OBJECTIF ▸ Poursuivez le texte sur les dark stores à partir de sa dernière phrase.

TEXTE ▸
Les temps ont changé, enfin surtout celui que l'on a pour faire nos courses. Les confinements et couvre-feu ont secoué nos façons de consommer et participé à l’émergence de nouvelles habitudes. Les marques comme les startups cherchent des solutions pour répondre à ces nouvelles tendances.
Désormais, tout achat devient possible et disponible tout le temps, pour tout le monde, sans effort et sans déplacement. Et c’est désormais aussi le cas pour la livraison de courses dans les grandes villes. Cela est rendu possible par les nouveaux acteurs du quick commerce.
Pour mieux comprendre son fonctionnement nous avons choisi de nous intéresser à un levier majeur du modèle du quick service : le dark store.
Nous avons discuté du sujet avec plusieurs Manager du Réseau & Talents Avizio dans le secteur de la foodtech.
Ce qui aurait pu être un magasin physique classique est désormais transformé en entrepôt. Cela peut se rapprocher d’un épicier de quartier mais la comparaison s’arrête là. En effet, on ne peut pas y entrer et le seul moyen d'acheter ce qu'il y a dedans c'est de passer par une app.
Façon supérettes, ces entrepôts sont situés au cœur des grandes villes en pied d’immeubles, où les coursiers récupèrent et livrent les commandes avec une mobilité douce (livraison à pied, à vélo, ou véhicule électrique).

[Libellés de photos avec cadres]
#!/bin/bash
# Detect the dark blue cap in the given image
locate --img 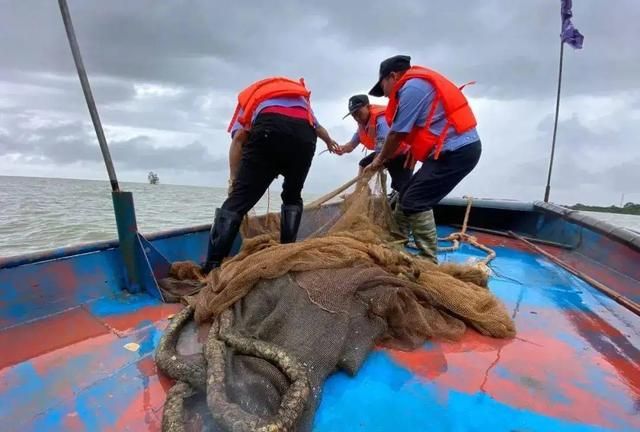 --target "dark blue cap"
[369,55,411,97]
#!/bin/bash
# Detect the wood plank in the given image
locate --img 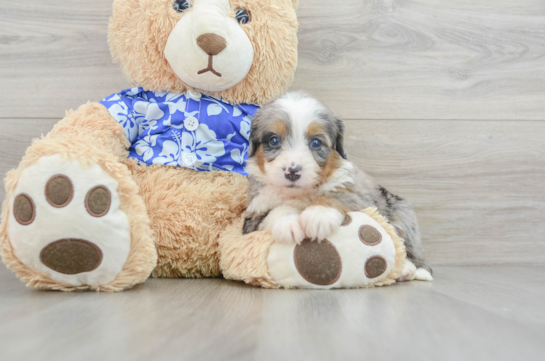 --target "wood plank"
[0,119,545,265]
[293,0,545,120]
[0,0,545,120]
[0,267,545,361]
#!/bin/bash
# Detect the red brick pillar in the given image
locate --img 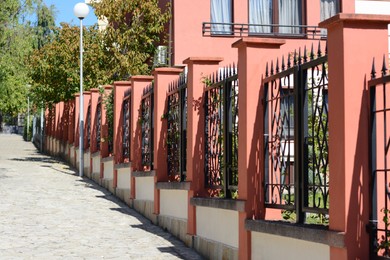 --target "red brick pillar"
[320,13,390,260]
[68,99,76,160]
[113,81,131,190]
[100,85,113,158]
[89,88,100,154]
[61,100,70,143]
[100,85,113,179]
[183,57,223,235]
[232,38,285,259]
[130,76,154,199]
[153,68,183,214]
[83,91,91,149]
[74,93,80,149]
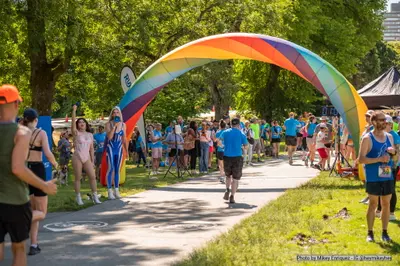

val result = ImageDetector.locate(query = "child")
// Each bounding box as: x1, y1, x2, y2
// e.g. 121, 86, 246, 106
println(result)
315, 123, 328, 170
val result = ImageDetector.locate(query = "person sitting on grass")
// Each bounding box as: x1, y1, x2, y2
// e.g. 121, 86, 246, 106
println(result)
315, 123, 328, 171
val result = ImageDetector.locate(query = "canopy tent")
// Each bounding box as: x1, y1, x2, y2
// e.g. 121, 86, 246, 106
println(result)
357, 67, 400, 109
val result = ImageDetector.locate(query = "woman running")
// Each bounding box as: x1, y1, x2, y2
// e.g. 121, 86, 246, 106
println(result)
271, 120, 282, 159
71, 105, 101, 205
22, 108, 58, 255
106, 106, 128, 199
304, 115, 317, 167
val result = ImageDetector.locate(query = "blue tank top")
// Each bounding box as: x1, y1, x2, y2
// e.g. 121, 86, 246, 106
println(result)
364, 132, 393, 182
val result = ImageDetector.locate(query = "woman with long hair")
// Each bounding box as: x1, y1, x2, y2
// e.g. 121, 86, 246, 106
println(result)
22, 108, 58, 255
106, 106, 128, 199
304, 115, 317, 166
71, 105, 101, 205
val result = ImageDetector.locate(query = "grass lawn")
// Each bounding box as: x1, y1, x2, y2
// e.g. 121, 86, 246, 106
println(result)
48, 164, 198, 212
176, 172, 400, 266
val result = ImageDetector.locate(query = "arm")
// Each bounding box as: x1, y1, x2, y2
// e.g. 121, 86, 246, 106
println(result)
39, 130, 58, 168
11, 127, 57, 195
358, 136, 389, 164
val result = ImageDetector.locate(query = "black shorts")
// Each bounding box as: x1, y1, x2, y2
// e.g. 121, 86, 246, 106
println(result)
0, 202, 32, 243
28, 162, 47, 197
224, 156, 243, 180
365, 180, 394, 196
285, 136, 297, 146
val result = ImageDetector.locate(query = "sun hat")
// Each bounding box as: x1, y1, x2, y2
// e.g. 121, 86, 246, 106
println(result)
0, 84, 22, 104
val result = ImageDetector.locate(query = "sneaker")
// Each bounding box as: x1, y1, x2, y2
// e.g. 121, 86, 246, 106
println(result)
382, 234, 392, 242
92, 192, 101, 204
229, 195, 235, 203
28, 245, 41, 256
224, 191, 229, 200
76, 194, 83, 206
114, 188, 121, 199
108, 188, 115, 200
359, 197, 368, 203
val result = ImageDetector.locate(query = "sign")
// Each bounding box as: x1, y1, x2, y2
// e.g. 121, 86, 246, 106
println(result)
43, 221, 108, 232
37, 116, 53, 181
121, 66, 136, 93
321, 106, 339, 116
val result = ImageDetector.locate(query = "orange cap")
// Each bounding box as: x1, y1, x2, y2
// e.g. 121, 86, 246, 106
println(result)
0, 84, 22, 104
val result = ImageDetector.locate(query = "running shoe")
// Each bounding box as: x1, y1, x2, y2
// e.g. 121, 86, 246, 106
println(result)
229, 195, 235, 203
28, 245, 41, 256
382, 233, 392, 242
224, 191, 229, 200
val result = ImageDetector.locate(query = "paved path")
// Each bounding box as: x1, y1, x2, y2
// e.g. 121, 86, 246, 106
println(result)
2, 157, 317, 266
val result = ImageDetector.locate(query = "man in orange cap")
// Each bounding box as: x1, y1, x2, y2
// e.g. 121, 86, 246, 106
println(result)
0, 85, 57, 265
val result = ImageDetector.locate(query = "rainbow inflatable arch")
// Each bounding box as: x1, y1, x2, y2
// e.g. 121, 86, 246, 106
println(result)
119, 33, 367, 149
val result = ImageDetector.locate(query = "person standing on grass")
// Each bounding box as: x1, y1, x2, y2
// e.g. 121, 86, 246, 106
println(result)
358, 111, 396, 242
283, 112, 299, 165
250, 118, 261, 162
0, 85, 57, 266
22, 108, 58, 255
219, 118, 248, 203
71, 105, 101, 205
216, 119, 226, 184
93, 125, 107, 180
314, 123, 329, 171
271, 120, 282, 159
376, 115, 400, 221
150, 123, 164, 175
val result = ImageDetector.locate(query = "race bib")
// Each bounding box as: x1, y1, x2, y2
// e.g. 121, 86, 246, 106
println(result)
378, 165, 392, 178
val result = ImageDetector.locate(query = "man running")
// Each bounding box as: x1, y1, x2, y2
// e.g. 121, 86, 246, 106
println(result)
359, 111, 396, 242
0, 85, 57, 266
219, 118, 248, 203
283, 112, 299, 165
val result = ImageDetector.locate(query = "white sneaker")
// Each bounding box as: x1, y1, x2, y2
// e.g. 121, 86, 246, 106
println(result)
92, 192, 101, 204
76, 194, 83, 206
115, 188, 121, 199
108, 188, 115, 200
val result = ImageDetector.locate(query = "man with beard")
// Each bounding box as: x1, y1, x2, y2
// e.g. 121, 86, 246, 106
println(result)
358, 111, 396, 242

RÉPONSE ▸
Un lancement de dark store réussi tient en plusieurs points clé :
On l’a compris, la valeur ajoutée de la fast delivery c'est d'avoir un réseau de dark store bien placés permettant de livrer ultra rapidement les produits demandés. L'emplacement au sein des villes est l'enjeu numéro un, celui sur lequel tout se joue.
“Chez Flink, on distribue et livre tous les produits du quotidien en 10 minutes et à prix supermarché. Le succès logistique repose sur les “dark stores” : un réseau d’entrepôts situés au cœur de chaque quartier, à Paris et en banlieue, dont l’emplacement a été minutieusement choisi pour que chaque Parisien habite, sans le savoir, à moins de 10 minutes à vélo d’un entrepôt.” Charles d’Harambure, ex DG France Flink.
L’atout différenciant des livraisons que l’on connaît par les distributeurs classiques tels que Carrefour ou Leclerc c’est une supply chain plus agile et réactive.
Ainsi qu’une livraison en un temps record en dehors des horaires d'ouverture traditionnelle des points de vente physiques.
La fast delivery fonctionne grâce à des opérations millimétrées, la data est au service de l'organisation. L’organisation des produits joue un rôle très important. Généralement, ces entrepôts sont cartographiés et aménagés en fonction des besoins (produits les plus commandés, saisonnalité…).
Chez Cajoo, grâce aux formations et à l'optimisation du parcours, les opérateurs (aussi appelés piquées) connaissent l'entrepôt au bout de 20 minutes, ce qui permet de réduire le temps de préparation des commandes.
Au-delà de l'organisation il y a aussi l'approvisionnement qui est un élément clé.
L'analyse des datas est vraiment centrale pour leur permettre d'affiner leur connaissance clients et ajuster leur process.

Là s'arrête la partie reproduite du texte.